==== Information shown

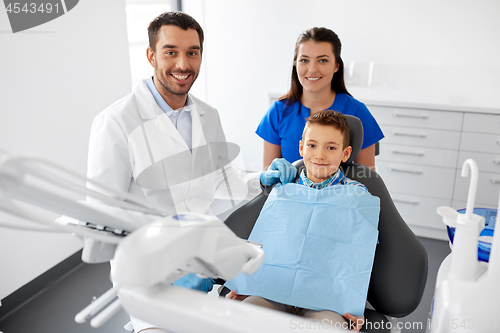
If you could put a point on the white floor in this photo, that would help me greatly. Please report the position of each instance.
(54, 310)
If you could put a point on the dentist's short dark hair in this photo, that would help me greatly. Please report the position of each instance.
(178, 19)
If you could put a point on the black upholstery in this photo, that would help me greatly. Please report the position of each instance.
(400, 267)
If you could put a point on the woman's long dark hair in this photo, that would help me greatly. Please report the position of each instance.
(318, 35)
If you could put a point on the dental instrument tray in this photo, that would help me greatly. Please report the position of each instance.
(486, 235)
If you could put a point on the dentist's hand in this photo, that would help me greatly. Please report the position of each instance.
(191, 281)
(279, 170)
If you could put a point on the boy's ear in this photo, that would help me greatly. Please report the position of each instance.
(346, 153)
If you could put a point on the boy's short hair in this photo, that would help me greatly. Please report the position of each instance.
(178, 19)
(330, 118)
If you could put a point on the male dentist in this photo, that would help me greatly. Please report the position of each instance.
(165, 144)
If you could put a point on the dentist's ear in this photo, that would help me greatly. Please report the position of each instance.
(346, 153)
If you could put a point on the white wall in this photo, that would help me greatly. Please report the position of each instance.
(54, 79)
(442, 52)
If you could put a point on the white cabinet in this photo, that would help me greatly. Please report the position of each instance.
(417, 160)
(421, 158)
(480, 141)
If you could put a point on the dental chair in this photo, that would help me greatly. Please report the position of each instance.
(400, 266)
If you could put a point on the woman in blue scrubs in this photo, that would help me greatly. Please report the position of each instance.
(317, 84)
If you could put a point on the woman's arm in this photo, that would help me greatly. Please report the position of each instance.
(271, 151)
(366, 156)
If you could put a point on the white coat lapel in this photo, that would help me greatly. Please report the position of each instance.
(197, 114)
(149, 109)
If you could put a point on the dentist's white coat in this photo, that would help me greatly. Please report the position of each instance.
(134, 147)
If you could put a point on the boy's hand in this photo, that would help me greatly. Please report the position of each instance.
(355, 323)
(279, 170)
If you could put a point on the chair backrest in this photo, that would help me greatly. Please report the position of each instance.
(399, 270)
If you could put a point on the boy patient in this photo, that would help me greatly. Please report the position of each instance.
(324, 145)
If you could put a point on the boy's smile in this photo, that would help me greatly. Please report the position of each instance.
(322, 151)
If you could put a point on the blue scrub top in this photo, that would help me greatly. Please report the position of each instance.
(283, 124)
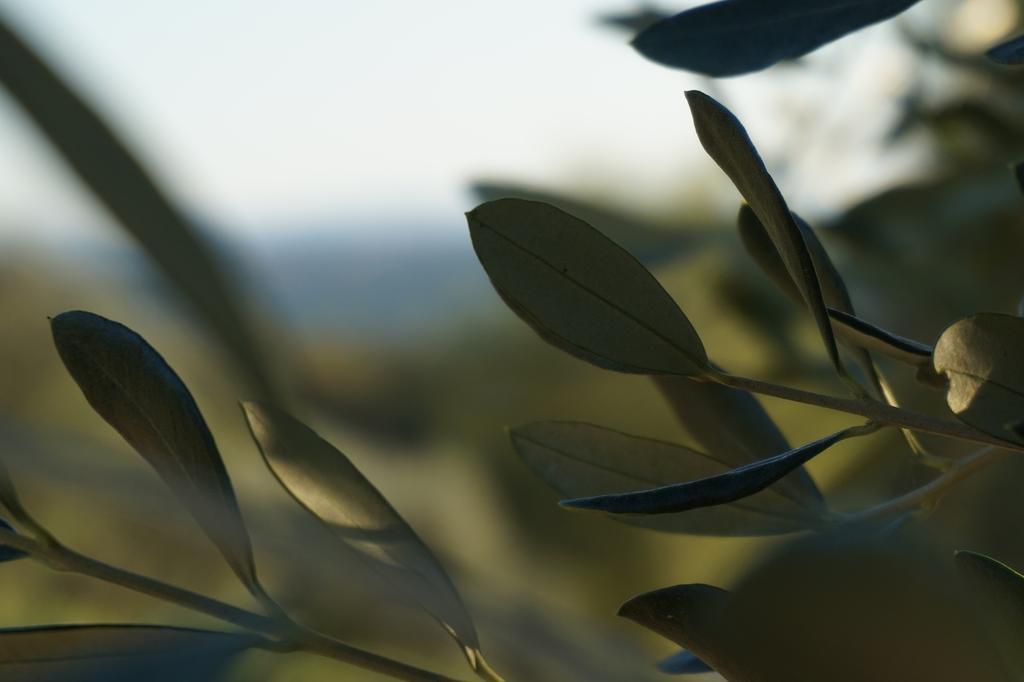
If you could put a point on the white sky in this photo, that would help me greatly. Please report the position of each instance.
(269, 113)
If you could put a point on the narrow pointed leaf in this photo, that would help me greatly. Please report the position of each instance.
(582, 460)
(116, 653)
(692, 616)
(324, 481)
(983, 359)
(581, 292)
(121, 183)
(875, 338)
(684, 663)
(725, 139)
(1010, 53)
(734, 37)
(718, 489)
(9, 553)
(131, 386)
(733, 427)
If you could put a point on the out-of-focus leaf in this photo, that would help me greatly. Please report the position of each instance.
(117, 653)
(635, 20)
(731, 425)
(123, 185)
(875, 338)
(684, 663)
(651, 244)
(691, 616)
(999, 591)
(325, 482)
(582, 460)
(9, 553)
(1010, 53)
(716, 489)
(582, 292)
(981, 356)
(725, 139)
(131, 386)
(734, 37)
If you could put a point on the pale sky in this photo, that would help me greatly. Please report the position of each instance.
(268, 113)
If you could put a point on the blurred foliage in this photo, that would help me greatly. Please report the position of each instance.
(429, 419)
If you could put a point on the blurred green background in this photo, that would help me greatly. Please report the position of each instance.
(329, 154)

========

## Problem:
Will you restate every entry word for word and omit the images?

## Result of the task:
If you could put a point on the white floor in this photo, that would help me greatly. Please report the position of each instance.
(54, 310)
If you could put a point on the dentist's short dark hair in this photo, that would help me greatly. Please report the position of each instance.
(178, 19)
If you could put a point on the black upholstery in this photo, that would help me greatly. Please report the position of each instance.
(400, 267)
If you could put a point on the woman's long dark hair in this photo, that would help me greatly. Please report the position of each instance.
(318, 35)
If you could put a point on the dental instrument tray in this photo, that would help me greatly. Please report the position of each instance.
(486, 235)
If you could put a point on the dentist's hand in this photo, that would help me greatly. Please report the position of each instance.
(191, 281)
(279, 170)
If you could put a point on the boy's ear in this photo, that would help me greatly. Please report the position of each instance.
(346, 153)
If you could put a point on the boy's short hair in this photo, that would help me greatly. Please report the position of each instance.
(178, 19)
(330, 118)
If you could put a point on the male dentist in this photo, that would help me greatly. Please report the position of each instance.
(165, 144)
If you could put a point on the dentist's ear in this photo, that would help me greatly. Please report the position of each instance.
(346, 153)
If you could put a point on the white wall in this photo, that would help me greatly. Please report the position of each instance.
(54, 79)
(442, 52)
If you could put a point on the white cabinet in this photo, that would help me greatly. Please report the position of each instance.
(417, 160)
(421, 158)
(480, 141)
If you could put a point on the dental chair in this photo, that would help me greatly. Please report the position of each instance.
(400, 266)
If you could put a point on the woman in blue scrubs in this photo, that would help me greatly. Please report the position of each instance.
(317, 84)
If you could put a point on the woman's arm in this photo, that would help me greatly. Please report the position of each instance.
(271, 151)
(366, 156)
If you could put a point on the white coat lapel in this photo, that would help me greatly. Please report the position of each instance.
(197, 114)
(149, 109)
If you could put a point on the dentist's white coat in this photo, that would help me greatly. Please report the position of each instance.
(134, 147)
If you could put a point on the boy's hand in this photo, that would help me greatly. Please report the position of each instance.
(355, 323)
(279, 170)
If you could put a point on the chair backrest in this photo, that would help me greatly. Please report the position of each instance.
(399, 270)
If you could put a point on the boy patient in this photo, that would help me greatly. Please report the position of each instance.
(324, 145)
If you could put a point on the boy's smile in this photo, that would help me greatly. Please report the position of each instance.
(322, 151)
If you could put a point on the blue scrub top in this photo, that would help me greatly. Please report the position of each instance.
(283, 124)
If you could put a point on the white sky in this photo, that would help me greatly. Please report the position of each instance.
(269, 113)
If you could put a point on the narrow pointed leaf in this photo, that would help me greatly. Please report the position of each instance.
(582, 460)
(116, 653)
(692, 616)
(324, 481)
(983, 359)
(581, 292)
(121, 183)
(875, 338)
(684, 663)
(725, 139)
(1010, 53)
(734, 37)
(718, 489)
(9, 553)
(131, 386)
(733, 427)
If you could put a point on the out-of-focus leaf in this photo, that would help me greatly. Please report the position of each instance.
(117, 653)
(635, 20)
(731, 425)
(123, 185)
(875, 338)
(684, 663)
(651, 244)
(691, 616)
(999, 591)
(325, 482)
(582, 460)
(9, 553)
(1010, 53)
(716, 489)
(582, 292)
(981, 356)
(725, 139)
(131, 386)
(734, 37)
If you could put a point on the pale sky in this photo, that would help me greatly. Please report the position of each instance.
(268, 113)
If you could put a point on the blurred foliage in this photo, that would help me greatly. Please report the position of each instance.
(429, 419)
If you could put a point on the blurred green background in this photo, that would help me greatly. Please report the position of each instance.
(329, 154)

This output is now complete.